-- Start of Input for this task --
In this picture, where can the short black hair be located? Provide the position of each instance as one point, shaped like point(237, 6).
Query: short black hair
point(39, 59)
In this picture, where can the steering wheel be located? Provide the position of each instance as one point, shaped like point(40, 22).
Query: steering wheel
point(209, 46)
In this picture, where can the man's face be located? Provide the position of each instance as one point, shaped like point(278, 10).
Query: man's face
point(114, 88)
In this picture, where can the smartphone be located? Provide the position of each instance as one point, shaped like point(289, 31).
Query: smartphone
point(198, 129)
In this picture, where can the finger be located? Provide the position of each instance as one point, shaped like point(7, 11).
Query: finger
-- End of Input for this task --
-- Start of Input for this task --
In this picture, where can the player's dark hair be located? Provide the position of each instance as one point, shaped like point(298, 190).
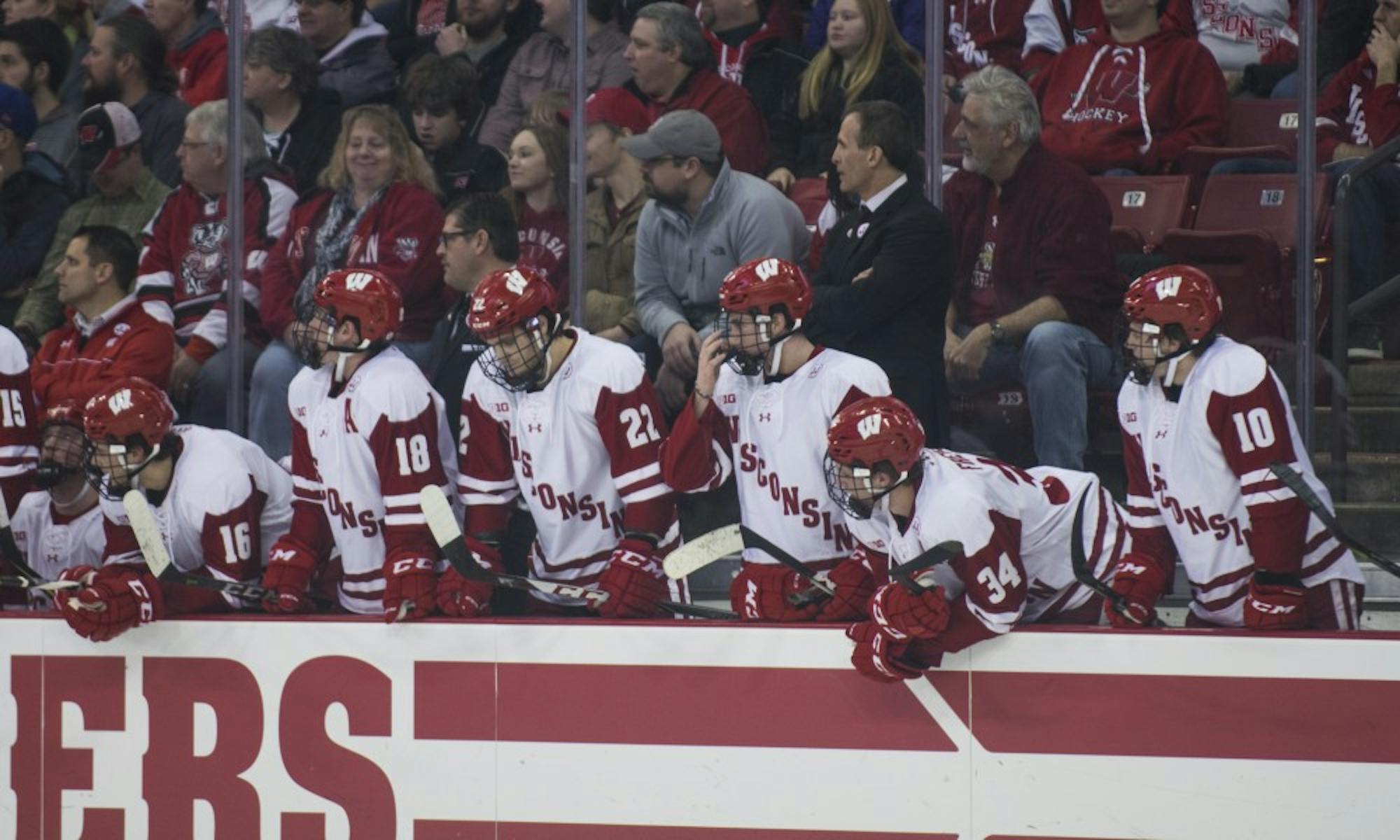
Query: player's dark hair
-- End of Input for this task --
-- Start of Input for this task --
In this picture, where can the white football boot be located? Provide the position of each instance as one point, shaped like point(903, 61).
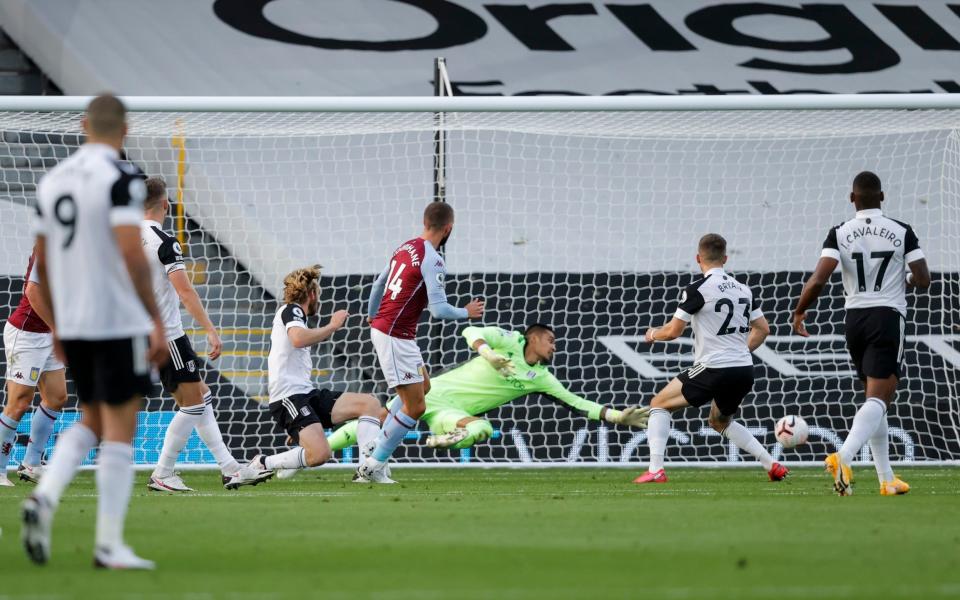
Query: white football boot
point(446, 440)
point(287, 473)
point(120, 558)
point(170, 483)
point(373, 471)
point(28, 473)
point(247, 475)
-- End of Input for this task --
# Task directions:
Copy out everything from the line containing "In this picture, where can the white" down to the line containing "point(247, 475)", both of those lines included, and leave the pictures out of your answer.

# Correct output:
In this picture, where can the white football boot be located? Provide the position of each instance as one point, shaped like point(903, 61).
Query: white football boot
point(446, 440)
point(287, 473)
point(120, 558)
point(170, 483)
point(373, 471)
point(28, 473)
point(247, 475)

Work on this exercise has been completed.